Start of Extracted records
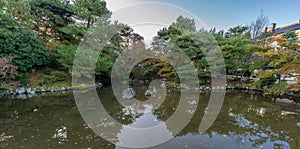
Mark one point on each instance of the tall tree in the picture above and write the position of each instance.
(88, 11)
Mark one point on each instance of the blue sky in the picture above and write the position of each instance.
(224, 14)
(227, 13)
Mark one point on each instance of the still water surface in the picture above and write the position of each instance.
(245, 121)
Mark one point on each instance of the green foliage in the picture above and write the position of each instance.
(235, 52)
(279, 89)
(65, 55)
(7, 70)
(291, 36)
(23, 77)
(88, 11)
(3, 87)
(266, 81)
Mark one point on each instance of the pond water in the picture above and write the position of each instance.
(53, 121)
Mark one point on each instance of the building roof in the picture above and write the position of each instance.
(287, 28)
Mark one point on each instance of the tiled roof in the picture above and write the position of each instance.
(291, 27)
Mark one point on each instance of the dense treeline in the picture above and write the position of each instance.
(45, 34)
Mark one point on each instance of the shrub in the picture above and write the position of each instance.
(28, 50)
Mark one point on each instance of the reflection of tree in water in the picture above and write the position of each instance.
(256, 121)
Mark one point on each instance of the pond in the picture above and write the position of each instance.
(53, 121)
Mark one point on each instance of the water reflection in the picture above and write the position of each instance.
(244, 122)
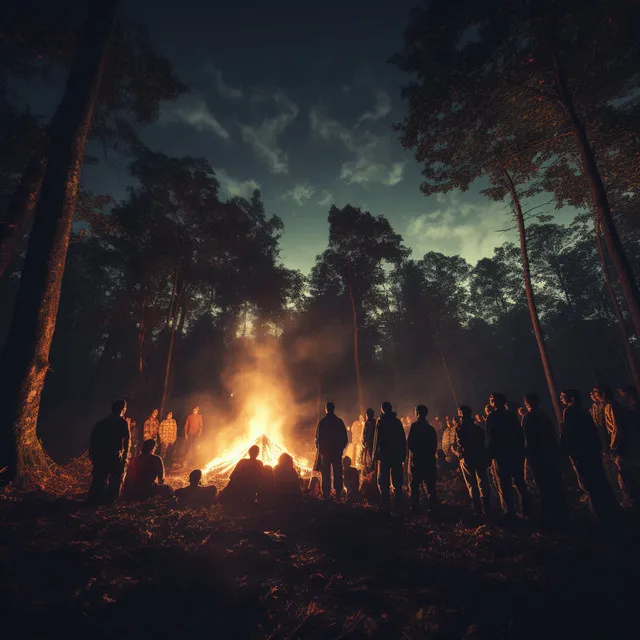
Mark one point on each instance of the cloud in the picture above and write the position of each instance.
End of Extracted records
▶ [Problem to work on]:
Put the lines of the records above into a numbered list, skipping blank lines and leaving the pictures out.

▶ [Output for this task]:
1. Mark one point on each instance of the tall tree in the picture above and write the position of each instance.
2. (88, 11)
3. Mark one point on each instance of the blue sky in the picture above and write the position of each instance.
4. (224, 14)
5. (227, 13)
6. Mark one point on each instance of the still water surface in the picture above and write the position of each instance.
7. (245, 121)
8. Mark one point on each instance of the green foliage in the picture above and write the position of each instance.
9. (235, 52)
10. (279, 89)
11. (65, 55)
12. (7, 70)
13. (291, 36)
14. (23, 77)
15. (88, 11)
16. (3, 87)
17. (266, 81)
18. Mark one point on each instance of the pond water in the picture above and write the position of each instance.
19. (53, 121)
20. Mark one point on each instance of the building roof in the picture above and write the position of each instance.
21. (287, 28)
22. Mark one point on each instance of the tiled roof in the picture above and write the position of each instance.
23. (291, 27)
24. Mark one point on each instance of the dense treeline in the picture above and write the position of each instance.
25. (45, 34)
26. Mark one point on each instance of the shrub in the picture above and write the position of each instance.
27. (28, 50)
28. Mark one point on each instance of the reflection of tree in water in the picture above and write the position of each instance.
29. (256, 121)
30. Mark one point on each instance of the pond in the picture above and write the position of each instance.
31. (53, 121)
32. Mark one point on each instance of the water reflection in the picture above and write the position of each instance.
33. (244, 122)
34. Mark one point on each instance of the cloud in the picture above and write the position of each instance.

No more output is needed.